Aim of the task -
Please recast the rows as a JSON list of strings, one string per line with blank lines left out, beginning at the first line of the rows and stopping after the line that contains "641,185,742,232".

Object detection data:
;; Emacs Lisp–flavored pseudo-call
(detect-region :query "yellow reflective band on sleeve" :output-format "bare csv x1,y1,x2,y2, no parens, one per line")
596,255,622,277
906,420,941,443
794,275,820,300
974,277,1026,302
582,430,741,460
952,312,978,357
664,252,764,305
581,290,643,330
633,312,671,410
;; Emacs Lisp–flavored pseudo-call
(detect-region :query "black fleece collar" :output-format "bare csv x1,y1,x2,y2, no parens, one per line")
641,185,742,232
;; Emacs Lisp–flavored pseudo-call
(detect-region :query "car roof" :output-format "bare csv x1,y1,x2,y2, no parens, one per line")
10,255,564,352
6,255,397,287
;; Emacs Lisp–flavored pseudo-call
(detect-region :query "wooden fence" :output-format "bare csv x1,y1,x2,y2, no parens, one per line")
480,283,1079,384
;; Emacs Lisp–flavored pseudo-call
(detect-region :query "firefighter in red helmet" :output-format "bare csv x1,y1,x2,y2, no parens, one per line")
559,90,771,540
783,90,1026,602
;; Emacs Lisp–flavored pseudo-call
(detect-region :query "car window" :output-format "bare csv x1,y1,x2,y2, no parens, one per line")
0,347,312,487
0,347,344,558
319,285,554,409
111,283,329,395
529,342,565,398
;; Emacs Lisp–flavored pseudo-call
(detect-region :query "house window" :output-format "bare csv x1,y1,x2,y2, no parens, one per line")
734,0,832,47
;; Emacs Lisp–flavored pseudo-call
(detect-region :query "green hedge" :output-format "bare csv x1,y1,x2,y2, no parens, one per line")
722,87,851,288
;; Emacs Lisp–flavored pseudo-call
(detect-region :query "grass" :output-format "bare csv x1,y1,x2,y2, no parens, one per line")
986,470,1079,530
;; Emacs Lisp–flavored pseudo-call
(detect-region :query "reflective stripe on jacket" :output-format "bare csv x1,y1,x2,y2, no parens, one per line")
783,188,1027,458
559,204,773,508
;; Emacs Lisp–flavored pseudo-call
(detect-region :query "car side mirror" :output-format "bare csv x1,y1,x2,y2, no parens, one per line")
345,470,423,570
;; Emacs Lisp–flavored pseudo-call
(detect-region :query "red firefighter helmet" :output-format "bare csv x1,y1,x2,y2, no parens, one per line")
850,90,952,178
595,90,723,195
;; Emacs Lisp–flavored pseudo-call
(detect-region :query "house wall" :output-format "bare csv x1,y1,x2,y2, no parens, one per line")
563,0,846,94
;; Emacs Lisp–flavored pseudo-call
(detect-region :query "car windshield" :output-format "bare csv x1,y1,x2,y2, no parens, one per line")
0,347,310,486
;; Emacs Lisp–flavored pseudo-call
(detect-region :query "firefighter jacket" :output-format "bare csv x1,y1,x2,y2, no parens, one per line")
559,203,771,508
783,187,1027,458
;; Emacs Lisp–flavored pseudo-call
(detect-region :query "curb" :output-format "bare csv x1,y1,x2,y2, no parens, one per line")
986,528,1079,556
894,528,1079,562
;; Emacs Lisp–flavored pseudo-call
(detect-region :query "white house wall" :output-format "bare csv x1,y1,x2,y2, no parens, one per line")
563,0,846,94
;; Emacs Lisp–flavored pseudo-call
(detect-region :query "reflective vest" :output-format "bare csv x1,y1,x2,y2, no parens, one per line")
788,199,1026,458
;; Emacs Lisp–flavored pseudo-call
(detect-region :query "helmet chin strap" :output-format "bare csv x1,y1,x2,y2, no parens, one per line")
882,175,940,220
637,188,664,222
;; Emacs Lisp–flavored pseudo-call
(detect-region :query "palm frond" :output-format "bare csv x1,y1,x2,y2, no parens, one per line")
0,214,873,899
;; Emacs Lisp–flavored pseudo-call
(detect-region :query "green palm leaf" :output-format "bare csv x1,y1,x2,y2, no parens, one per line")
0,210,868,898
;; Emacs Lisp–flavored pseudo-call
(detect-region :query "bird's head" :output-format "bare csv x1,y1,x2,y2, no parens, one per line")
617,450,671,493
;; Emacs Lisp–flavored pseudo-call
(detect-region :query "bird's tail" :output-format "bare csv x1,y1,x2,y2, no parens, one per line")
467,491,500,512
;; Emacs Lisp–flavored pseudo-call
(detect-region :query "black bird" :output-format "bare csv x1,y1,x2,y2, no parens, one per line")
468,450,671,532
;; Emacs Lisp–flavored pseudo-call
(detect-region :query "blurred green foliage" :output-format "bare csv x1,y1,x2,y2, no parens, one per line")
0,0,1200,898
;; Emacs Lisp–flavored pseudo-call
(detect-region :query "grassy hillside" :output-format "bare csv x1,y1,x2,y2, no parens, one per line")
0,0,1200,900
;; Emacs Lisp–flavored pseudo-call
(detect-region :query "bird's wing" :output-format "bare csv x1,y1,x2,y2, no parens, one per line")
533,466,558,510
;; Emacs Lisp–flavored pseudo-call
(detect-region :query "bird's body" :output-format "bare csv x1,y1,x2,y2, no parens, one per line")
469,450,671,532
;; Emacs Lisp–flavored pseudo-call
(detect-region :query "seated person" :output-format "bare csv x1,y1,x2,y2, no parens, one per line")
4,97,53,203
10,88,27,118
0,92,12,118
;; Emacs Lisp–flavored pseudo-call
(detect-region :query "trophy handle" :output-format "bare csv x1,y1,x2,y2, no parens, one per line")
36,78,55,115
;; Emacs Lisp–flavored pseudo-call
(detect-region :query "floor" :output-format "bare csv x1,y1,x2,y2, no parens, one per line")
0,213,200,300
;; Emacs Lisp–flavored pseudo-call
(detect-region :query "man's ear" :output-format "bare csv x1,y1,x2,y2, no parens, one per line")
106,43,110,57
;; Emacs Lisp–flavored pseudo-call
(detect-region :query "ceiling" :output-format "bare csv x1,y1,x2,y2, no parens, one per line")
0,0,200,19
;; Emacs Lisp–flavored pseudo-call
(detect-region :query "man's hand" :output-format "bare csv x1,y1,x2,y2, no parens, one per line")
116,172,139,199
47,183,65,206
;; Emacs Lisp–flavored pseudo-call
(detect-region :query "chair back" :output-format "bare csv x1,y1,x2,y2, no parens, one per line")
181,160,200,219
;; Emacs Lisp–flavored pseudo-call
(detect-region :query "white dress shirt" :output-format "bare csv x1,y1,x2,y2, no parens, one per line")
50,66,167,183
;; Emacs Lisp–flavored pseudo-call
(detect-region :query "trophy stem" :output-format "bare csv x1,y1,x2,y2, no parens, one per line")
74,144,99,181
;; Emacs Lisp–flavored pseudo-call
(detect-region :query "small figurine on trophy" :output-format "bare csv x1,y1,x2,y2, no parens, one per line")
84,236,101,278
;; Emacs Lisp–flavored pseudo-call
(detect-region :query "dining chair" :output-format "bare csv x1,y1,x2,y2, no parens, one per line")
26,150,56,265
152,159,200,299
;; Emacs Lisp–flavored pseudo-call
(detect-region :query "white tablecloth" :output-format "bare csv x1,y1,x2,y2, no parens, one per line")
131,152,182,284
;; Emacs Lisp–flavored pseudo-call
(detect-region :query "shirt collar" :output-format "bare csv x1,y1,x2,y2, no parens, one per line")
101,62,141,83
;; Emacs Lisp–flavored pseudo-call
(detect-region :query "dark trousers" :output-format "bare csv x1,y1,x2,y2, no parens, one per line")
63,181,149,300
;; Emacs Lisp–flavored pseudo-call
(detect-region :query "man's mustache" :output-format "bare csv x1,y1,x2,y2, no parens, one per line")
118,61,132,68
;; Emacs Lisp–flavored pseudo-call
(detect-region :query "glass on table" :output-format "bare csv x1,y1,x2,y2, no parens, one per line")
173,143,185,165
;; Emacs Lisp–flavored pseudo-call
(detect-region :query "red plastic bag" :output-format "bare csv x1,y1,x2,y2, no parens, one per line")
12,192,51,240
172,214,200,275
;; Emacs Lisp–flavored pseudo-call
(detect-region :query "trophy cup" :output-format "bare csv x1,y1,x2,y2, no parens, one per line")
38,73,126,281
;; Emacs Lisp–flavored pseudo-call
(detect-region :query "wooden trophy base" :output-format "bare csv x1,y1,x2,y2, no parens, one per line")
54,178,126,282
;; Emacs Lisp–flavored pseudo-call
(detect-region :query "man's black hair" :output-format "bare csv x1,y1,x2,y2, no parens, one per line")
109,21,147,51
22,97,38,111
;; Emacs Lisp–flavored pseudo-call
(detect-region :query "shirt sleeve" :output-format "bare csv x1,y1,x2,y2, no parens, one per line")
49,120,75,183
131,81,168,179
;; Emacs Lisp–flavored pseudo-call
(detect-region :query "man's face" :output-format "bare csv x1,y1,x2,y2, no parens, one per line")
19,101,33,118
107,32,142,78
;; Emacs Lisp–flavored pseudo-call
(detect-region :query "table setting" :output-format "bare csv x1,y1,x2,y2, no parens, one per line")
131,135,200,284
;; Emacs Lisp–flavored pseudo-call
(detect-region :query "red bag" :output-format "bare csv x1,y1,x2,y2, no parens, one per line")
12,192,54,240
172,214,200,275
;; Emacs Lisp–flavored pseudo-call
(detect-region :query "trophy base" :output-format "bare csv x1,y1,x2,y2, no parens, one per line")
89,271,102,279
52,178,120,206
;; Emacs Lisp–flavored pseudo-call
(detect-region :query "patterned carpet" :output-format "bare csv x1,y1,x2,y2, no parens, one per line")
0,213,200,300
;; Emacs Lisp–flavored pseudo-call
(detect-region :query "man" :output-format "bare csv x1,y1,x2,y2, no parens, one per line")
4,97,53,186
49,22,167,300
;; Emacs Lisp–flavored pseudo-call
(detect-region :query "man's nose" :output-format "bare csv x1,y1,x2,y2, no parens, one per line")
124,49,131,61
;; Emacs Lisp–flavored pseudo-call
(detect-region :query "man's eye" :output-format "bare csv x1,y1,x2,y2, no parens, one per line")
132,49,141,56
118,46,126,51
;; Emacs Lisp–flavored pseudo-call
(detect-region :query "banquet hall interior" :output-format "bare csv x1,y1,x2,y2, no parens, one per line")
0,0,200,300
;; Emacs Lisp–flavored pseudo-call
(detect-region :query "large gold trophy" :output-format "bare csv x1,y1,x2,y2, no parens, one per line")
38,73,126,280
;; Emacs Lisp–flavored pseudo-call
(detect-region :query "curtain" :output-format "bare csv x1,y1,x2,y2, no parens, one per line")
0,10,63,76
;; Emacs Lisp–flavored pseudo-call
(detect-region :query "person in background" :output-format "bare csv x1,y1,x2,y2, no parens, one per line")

Output for this exercise -
[
  ";; Emacs Lisp–flavored pseudo-call",
  "(detect-region :query \"yellow reflective band on sleeve\" :output-format \"bare csv x1,y1,x2,y2, no parens, one per line\")",
  "596,255,622,277",
  "906,420,941,443",
  "794,275,820,300",
  "974,277,1026,302",
  "582,430,741,460",
  "952,312,978,357",
  "664,252,764,305",
  "581,290,643,330",
  "633,312,671,410",
  ";; Emacs Lisp–flavored pseudo-call",
  "(detect-region :query \"black fleece collar\" :output-format \"bare csv x1,y1,x2,y2, no parens, one per line\")",
  "641,185,742,232"
]